▶ [STATED TASK]
Reproduce the records below verbatim, omitting any pictures.

▶ [RECORDED INFORMATION]
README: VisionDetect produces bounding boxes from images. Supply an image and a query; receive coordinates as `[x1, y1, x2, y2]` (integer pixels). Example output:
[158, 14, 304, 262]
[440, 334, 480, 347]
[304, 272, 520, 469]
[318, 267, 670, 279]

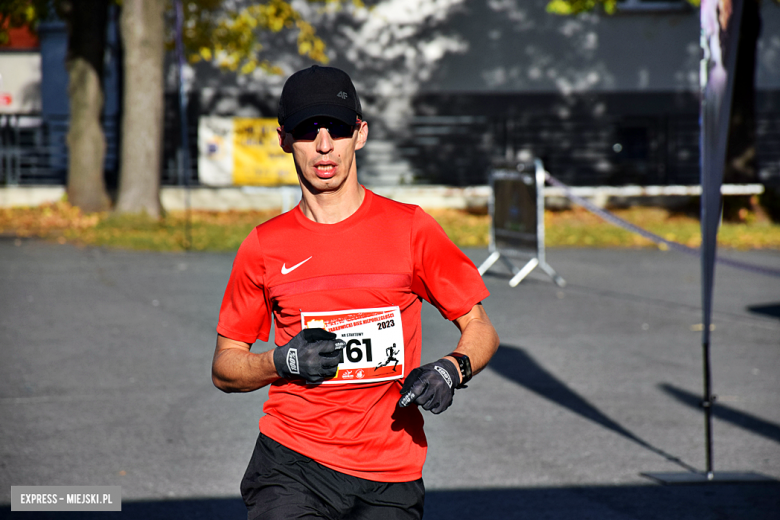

▶ [TASK RESPONSE]
README: VisionDetect produces bounding boxes from images. Supply an image and a query; receive coordinates as `[x1, y1, x2, y2]` (integer pixels). Example output:
[158, 14, 304, 262]
[440, 334, 480, 347]
[304, 272, 520, 469]
[318, 267, 670, 279]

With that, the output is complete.